DESAFÍOS —
1 > Transcriba del relato del viaje a Chile el fragmento que comienza con "Estábamos en un" y continúa hasta "varios años después.".
2 > Según el relato del viaje a Chile, ¿cuánto duró el trayecto en bus desde Valparaíso hasta el pueblo de pescadores?

TEXTO FUENTE —
En el último círculo de historias vino a mí una historia de hace muchos atardeceres ya, una playa en Chile, uno de esos atardeceres que crean un antes y un después.
Estábamos en un punto del viaje en que no sabemos bien por qué seguíamos juntos. Una de esas épocas en que el amor es un papel delgado que se puede rasgar en cualquier momento. Llevábamos una semana en Valparaíso, que merece cada letra de su nombre, si no olvidas también su sabor a nostalgia y a bruma. En medio de ese sueño, yo acababa de abrir un baúl de feminidad que llevaba muchos años escondido en mi subconciente. Suavidad y nostalgia y dolor y una grieta por donde se empezaban a filtrar todas las lágrimas que vendrían después, varios años después.
Pero mientras tanto yo andaba como embotada, psíquicamente inestable, como si en cualquier momento se me fuera a desmoronar la realidad. Sin centro, miraba todo como a través de un velo que no había decidido si me molestaba o me protegía. Quizá las dos cosas.
Las dos horas en bus desde Valparaíso hasta el pueblo de pescadores fueron silenciosas y extrañas. Íbamos porque alguna vez dijimos que teníamos que ir, aunque de eso ya habían pasado varias lunas, y mejores estados de ánimo.

Datos recopilados —
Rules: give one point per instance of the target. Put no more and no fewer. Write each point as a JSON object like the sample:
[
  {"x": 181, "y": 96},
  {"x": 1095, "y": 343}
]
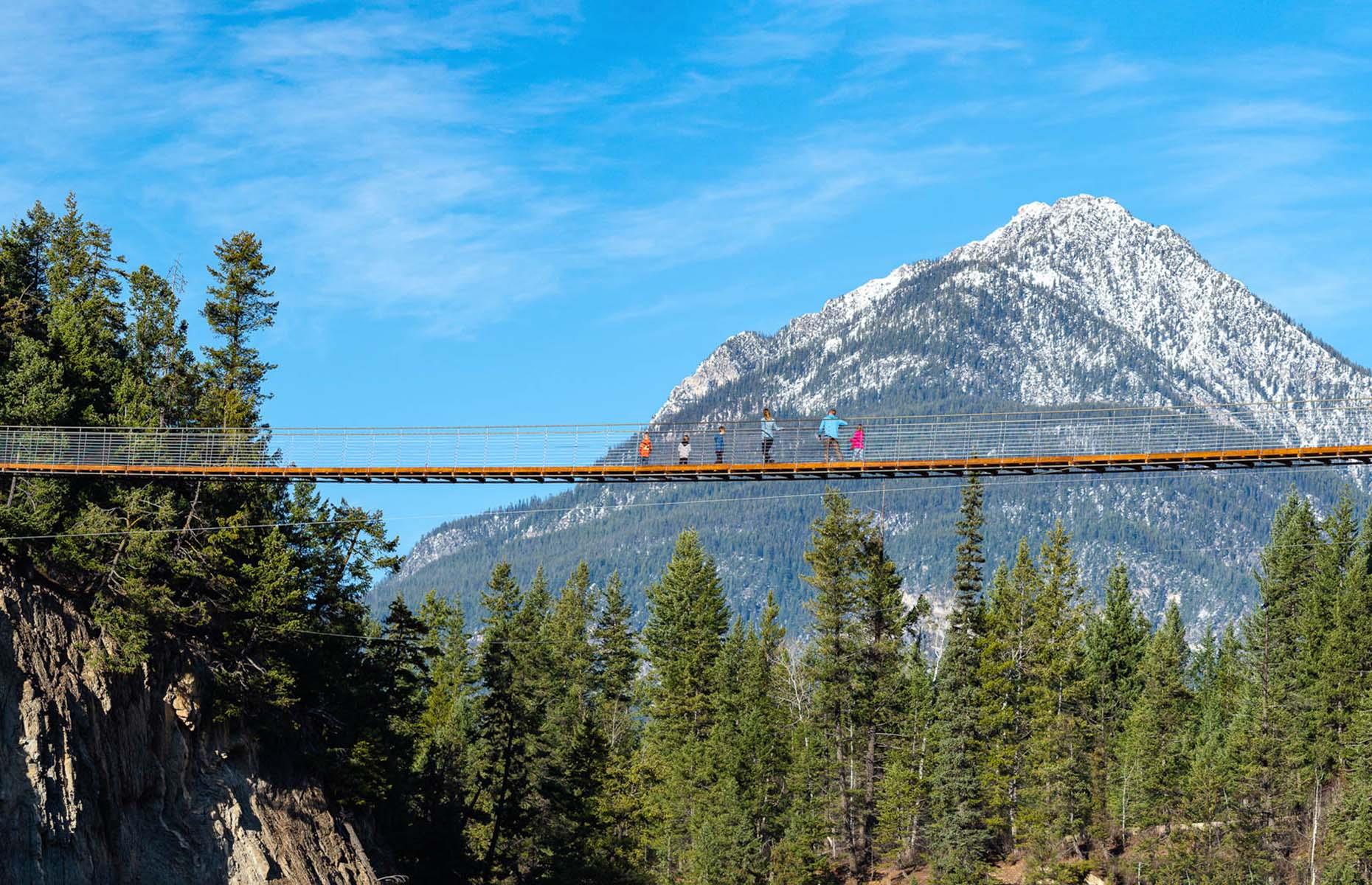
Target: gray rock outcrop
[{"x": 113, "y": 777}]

RESULTADOS OBTENIDOS —
1 >
Estábamos en un punto del viaje en que no sabemos bien por qué seguíamos juntos. Una de esas épocas en que el amor es un papel delgado que se puede rasgar en cualquier momento. Llevábamos una semana en Valparaíso, que merece cada letra de su nombre, si no olvidas también su sabor a nostalgia y a bruma. En medio de ese sueño, yo acababa de abrir un baúl de feminidad que llevaba muchos años escondido en mi subconciente. Suavidad y nostalgia y dolor y una grieta por donde se empezaban a filtrar todas las lágrimas que vendrían después, varios años después.

2 > Dos horas.